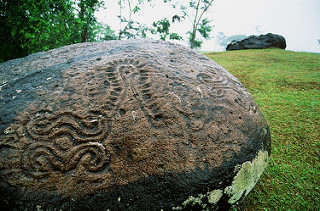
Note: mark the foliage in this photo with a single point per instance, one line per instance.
(199, 24)
(286, 85)
(132, 29)
(86, 19)
(104, 32)
(32, 26)
(29, 26)
(162, 27)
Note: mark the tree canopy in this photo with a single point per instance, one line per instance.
(29, 26)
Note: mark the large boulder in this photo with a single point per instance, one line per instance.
(258, 42)
(126, 125)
=======
■ WHAT THE TASK ASKS
Reproduce the lines of the records above verbatim, beginning with the line that contains "Note: mark the tree" and continuing through the final line of the records.

■ OUTPUT BELOW
Note: mark the tree canopy in this photo with a single point per instance, one line per instance.
(29, 26)
Note: mark the large boulder in this photo with a single point per instance, one line per instance.
(258, 42)
(126, 125)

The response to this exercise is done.